((

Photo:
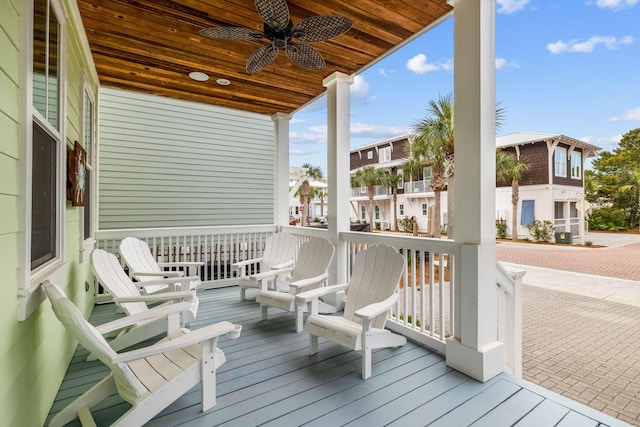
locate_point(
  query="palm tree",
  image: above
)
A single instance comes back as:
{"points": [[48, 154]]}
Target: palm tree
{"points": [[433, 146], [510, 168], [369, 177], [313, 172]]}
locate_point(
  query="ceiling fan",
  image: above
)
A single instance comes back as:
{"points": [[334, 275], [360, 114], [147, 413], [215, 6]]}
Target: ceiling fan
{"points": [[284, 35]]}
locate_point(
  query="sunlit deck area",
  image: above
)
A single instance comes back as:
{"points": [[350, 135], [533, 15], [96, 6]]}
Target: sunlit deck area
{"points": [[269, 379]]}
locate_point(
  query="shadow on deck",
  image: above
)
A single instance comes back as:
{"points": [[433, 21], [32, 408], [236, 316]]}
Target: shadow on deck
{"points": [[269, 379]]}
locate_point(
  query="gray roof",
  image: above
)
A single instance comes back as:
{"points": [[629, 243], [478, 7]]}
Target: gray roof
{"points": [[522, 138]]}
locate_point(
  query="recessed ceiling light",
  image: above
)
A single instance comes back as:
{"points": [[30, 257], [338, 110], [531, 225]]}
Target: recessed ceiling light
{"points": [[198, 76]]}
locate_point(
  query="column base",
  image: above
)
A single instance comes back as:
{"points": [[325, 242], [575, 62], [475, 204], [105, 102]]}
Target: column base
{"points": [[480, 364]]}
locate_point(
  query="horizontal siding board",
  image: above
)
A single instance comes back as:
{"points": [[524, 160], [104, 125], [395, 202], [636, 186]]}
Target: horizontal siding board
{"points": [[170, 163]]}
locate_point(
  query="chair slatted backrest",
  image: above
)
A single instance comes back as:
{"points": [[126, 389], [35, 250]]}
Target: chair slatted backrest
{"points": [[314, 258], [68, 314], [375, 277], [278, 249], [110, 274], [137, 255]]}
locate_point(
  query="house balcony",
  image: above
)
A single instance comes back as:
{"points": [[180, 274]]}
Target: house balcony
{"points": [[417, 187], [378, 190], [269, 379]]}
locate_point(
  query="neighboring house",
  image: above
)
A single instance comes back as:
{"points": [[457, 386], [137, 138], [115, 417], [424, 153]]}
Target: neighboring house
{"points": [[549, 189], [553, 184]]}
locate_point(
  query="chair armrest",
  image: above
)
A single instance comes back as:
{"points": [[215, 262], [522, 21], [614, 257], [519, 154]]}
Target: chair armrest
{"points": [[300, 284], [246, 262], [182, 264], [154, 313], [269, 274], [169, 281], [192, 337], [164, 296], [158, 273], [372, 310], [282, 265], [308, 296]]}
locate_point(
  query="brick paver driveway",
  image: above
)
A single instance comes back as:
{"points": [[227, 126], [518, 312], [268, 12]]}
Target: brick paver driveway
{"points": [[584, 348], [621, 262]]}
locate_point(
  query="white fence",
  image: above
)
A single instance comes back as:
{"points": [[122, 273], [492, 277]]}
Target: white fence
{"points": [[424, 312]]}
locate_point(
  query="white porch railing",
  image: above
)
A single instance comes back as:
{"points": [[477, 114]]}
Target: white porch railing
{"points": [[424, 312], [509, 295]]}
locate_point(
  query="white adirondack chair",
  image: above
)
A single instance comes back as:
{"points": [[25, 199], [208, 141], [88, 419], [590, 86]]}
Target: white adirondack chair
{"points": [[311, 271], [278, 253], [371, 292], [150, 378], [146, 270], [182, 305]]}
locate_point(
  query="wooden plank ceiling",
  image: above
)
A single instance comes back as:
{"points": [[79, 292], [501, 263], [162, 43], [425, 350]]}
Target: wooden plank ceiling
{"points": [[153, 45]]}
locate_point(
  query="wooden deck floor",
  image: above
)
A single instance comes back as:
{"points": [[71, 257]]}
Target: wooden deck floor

))

• [CHALLENGE]: Which lines above contain the word "area"? Gather each of them and copy it out in full.

• [ANSWER TO THE PROBLEM]:
  query="sunlit deck area",
Target: sunlit deck area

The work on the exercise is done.